[Items from a dataset]

--

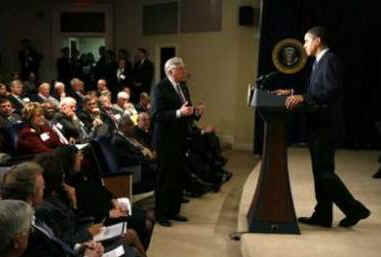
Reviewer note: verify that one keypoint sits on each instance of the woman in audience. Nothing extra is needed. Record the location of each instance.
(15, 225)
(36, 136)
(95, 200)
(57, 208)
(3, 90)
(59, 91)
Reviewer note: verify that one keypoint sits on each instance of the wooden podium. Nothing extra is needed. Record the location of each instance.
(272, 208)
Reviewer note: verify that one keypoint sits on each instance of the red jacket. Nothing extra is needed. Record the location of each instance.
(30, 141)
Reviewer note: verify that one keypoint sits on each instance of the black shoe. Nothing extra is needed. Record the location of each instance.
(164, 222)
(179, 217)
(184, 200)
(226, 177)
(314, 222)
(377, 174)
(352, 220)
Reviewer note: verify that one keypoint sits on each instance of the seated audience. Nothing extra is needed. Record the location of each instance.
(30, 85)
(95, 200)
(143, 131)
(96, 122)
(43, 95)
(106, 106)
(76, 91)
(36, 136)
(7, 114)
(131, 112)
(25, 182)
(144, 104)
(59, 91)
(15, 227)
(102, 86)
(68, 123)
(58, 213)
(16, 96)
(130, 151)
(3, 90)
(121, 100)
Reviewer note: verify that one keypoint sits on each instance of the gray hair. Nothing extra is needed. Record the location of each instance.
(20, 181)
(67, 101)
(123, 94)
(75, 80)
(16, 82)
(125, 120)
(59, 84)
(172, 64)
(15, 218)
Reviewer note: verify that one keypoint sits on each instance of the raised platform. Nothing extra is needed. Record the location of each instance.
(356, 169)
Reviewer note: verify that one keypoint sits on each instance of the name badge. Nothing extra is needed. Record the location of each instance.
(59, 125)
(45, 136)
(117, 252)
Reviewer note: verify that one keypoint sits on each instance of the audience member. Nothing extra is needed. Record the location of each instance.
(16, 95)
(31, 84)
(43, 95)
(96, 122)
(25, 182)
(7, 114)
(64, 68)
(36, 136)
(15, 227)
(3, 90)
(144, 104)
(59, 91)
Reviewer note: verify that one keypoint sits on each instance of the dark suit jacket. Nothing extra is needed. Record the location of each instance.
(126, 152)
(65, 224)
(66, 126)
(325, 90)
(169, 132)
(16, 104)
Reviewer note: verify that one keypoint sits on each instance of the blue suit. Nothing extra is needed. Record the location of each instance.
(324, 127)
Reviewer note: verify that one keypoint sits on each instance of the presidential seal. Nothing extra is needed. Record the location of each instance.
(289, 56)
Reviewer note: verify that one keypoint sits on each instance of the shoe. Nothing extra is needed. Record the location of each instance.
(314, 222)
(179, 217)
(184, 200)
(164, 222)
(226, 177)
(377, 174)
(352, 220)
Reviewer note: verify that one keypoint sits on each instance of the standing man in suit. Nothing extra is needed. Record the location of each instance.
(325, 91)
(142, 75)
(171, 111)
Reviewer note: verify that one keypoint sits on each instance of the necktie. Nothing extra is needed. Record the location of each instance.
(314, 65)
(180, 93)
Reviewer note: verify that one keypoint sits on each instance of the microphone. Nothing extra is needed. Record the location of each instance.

--

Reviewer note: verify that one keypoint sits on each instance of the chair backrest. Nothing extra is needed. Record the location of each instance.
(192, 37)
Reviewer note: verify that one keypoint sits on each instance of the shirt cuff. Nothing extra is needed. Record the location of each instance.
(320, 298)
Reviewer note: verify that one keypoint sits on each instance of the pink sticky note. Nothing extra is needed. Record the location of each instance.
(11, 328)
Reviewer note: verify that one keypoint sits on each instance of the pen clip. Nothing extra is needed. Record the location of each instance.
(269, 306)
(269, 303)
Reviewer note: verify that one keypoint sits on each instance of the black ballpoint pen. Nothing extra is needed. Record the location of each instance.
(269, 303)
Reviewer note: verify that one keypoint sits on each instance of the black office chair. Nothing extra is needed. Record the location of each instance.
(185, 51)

--

**AIM OF THE TASK**
All lines above from the one holding "of the shoe." to the one holding "of the microphone.", inclusive, are to be copied exactly; no other line is wanted.

**YOUR SOLUTION**
Reviewer note: verify that one keypoint sits on each instance of the shoe. Nothing extra is needed. Record the location of each instance.
(314, 222)
(179, 217)
(184, 200)
(164, 222)
(226, 177)
(377, 174)
(352, 220)
Reviewer note: verify that one keypoint sits on each instance of the standing man in suit. Nothing extra is needed. Record the location of each instance.
(325, 91)
(142, 75)
(171, 111)
Reviewer note: verify that one keypoint sits on each instance of the necktie. Nothing extra is needed. Record the location of each instance.
(314, 65)
(180, 93)
Reviewer note: verify that one keypoint sits on each instance of the microphone. Nothing extra is needed. Record the location of each instance.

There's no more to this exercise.